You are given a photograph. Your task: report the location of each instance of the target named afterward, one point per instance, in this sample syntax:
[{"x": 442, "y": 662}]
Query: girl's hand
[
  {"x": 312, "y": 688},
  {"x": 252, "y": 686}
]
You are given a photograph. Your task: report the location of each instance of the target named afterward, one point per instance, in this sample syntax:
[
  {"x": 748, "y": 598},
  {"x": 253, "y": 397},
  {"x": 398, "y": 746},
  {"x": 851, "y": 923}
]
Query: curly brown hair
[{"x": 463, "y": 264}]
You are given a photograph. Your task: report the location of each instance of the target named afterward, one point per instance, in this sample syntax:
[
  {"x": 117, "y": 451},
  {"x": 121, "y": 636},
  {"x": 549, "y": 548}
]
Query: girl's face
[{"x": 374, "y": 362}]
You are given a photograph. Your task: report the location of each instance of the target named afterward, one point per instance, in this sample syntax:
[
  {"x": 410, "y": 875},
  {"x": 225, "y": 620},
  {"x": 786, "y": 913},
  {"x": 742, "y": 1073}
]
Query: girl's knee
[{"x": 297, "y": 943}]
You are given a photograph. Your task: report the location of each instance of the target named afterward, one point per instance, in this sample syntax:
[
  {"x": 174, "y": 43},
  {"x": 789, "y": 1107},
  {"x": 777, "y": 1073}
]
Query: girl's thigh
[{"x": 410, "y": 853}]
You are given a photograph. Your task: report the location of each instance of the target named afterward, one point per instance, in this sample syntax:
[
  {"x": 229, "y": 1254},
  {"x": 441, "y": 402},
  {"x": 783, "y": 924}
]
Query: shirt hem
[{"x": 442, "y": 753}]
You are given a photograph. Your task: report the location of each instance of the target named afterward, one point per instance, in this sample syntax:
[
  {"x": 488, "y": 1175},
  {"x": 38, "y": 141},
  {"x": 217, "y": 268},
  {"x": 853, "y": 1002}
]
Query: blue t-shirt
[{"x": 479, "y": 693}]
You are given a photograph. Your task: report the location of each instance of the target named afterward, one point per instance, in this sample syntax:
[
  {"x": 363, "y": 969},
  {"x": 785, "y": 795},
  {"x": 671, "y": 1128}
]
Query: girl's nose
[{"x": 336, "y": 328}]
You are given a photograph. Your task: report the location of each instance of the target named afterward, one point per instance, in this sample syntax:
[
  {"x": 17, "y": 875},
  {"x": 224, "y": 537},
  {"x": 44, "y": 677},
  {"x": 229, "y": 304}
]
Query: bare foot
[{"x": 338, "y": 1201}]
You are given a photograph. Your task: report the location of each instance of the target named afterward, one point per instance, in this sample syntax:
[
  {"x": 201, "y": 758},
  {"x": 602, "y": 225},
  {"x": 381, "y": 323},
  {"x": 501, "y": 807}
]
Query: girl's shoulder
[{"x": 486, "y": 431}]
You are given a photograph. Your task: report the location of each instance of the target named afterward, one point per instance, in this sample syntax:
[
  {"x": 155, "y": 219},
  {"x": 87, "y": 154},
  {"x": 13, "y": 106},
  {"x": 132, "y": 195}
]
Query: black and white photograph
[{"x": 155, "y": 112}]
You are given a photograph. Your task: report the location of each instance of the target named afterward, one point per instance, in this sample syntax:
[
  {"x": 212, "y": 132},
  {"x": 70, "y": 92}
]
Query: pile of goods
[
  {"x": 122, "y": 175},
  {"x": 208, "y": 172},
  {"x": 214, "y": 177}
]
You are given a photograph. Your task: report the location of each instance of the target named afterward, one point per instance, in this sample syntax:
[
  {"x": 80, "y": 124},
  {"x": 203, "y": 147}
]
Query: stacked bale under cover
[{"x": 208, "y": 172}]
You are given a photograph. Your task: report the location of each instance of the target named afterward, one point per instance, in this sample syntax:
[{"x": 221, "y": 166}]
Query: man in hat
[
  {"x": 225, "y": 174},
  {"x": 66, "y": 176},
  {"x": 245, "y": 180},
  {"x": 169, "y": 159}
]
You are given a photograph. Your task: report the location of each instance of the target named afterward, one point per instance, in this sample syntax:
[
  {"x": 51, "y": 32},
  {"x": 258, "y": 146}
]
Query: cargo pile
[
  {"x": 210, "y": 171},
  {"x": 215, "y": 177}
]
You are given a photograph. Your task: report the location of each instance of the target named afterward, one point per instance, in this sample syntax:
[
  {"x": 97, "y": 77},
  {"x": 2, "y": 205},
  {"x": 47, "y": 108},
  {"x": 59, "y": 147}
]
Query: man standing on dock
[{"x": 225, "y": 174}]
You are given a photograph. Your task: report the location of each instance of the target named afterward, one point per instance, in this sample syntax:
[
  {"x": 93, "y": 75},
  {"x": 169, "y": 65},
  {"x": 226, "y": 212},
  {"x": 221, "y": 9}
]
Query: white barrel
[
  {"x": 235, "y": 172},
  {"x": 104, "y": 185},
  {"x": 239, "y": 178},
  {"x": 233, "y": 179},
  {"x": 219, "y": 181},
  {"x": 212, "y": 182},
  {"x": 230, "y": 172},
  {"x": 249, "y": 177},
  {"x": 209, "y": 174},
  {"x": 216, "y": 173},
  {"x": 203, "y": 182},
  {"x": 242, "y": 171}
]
▬▬▬▬▬▬
Brief
Write out the entries above once more, without altering anything.

Exercise result
You are given a photograph. Your task: report the location of each instance of the target named afterward, one point per instance, in this sample syntax:
[{"x": 442, "y": 662}]
Query: girl's hand
[
  {"x": 312, "y": 688},
  {"x": 252, "y": 686}
]
You are given a photograph. Your task: report the location of each instance of the target named afterward, one point per instance, in this sample syntax:
[
  {"x": 748, "y": 598},
  {"x": 253, "y": 397},
  {"x": 398, "y": 746},
  {"x": 851, "y": 923}
]
Query: curly brown hair
[{"x": 463, "y": 264}]
You are given a photograph. Your task: report the location of each instance of the target named afterward, one point per instance, in this sample syntax:
[
  {"x": 117, "y": 451},
  {"x": 121, "y": 636},
  {"x": 549, "y": 548}
]
Query: girl's face
[{"x": 374, "y": 362}]
You are given a photograph. Your task: report the location of each instance of the target named afterward, one point per instance, in this sample syntax:
[
  {"x": 410, "y": 875},
  {"x": 225, "y": 620},
  {"x": 786, "y": 913},
  {"x": 742, "y": 1073}
]
Query: girl's knee
[{"x": 297, "y": 943}]
You are given a photograph. Your task: report the location of each instance of the target named afterward, one point per instance, in this sample syntax:
[
  {"x": 174, "y": 43},
  {"x": 789, "y": 1107},
  {"x": 777, "y": 1073}
]
Query: girl's thigh
[{"x": 410, "y": 853}]
You are given a photograph. Your task: report the location of each instance of the target named afterward, one point per instance, in this sample syntax:
[
  {"x": 229, "y": 1254},
  {"x": 441, "y": 402},
  {"x": 783, "y": 924}
]
Query: shirt hem
[{"x": 442, "y": 753}]
You are given a photograph. Your task: report the location of each instance of the target named afterward, one point per instance, in this sample syntax:
[
  {"x": 488, "y": 1175},
  {"x": 38, "y": 141},
  {"x": 217, "y": 268},
  {"x": 853, "y": 1002}
]
Query: blue t-shirt
[{"x": 479, "y": 693}]
You are given a photograph. Your task: report the location of each instance of the target named afterward, one point per instance, in this sample syntax:
[
  {"x": 363, "y": 969},
  {"x": 785, "y": 795},
  {"x": 671, "y": 1128}
]
Query: girl's nose
[{"x": 336, "y": 328}]
You are given a photograph. Your task: report the location of each instance of the target named afterward, one point per instance, in this sample syntax:
[
  {"x": 17, "y": 875},
  {"x": 224, "y": 537},
  {"x": 44, "y": 677},
  {"x": 229, "y": 304}
]
Query: bare foot
[{"x": 338, "y": 1201}]
You are given a photograph. Your task: report the location of each instance of the target named afterward, one point per instance, in this sample syntax:
[
  {"x": 201, "y": 758},
  {"x": 602, "y": 225},
  {"x": 381, "y": 323},
  {"x": 501, "y": 807}
]
Query: girl's shoulder
[{"x": 486, "y": 431}]
You are given a photograph. Your task: report the location of each instance of the target named afterward, one point per instance, in this sample syntax:
[
  {"x": 155, "y": 219},
  {"x": 87, "y": 154},
  {"x": 13, "y": 106},
  {"x": 132, "y": 195}
]
Query: black and white photograph
[{"x": 155, "y": 112}]
You are given a photograph. Your task: report the location of each instance of the target named afterward, one point per instance, in this sample syntax:
[
  {"x": 212, "y": 132},
  {"x": 70, "y": 92}
]
Query: pile of goods
[
  {"x": 122, "y": 175},
  {"x": 208, "y": 172},
  {"x": 214, "y": 177}
]
You are given a photograph. Your task: report the location of each instance of the target named afterward, one point per instance, in this sample syntax:
[
  {"x": 80, "y": 124},
  {"x": 203, "y": 147}
]
Query: stacked bale under cover
[{"x": 208, "y": 172}]
You are given a photograph. Your task: report the location of each instance of the target named afterward, one point per instance, in this sample syntax:
[{"x": 221, "y": 166}]
Query: man in hat
[
  {"x": 225, "y": 174},
  {"x": 66, "y": 176},
  {"x": 245, "y": 180},
  {"x": 169, "y": 159}
]
You are given a photograph. Your task: report the location of each instance of the target named afterward, one point per instance, in this sample syntax:
[
  {"x": 51, "y": 32},
  {"x": 258, "y": 146}
]
Query: cargo pile
[
  {"x": 210, "y": 171},
  {"x": 215, "y": 177}
]
You are given a photograph. Your task: report the location of each instance of the target named afterward, one point per instance, in this sample syntax:
[
  {"x": 97, "y": 77},
  {"x": 2, "y": 205},
  {"x": 47, "y": 108},
  {"x": 59, "y": 147}
]
Query: man standing on dock
[{"x": 225, "y": 174}]
You are given a photograph. Your task: report the location of each instance of the target named afterward, one point per instance, in this sample syntax:
[
  {"x": 93, "y": 75},
  {"x": 169, "y": 65},
  {"x": 226, "y": 212},
  {"x": 221, "y": 9}
]
Query: white barrel
[
  {"x": 235, "y": 172},
  {"x": 104, "y": 185},
  {"x": 239, "y": 178},
  {"x": 233, "y": 179},
  {"x": 219, "y": 181},
  {"x": 212, "y": 182},
  {"x": 230, "y": 172},
  {"x": 249, "y": 177},
  {"x": 209, "y": 174},
  {"x": 216, "y": 173},
  {"x": 203, "y": 182},
  {"x": 242, "y": 171}
]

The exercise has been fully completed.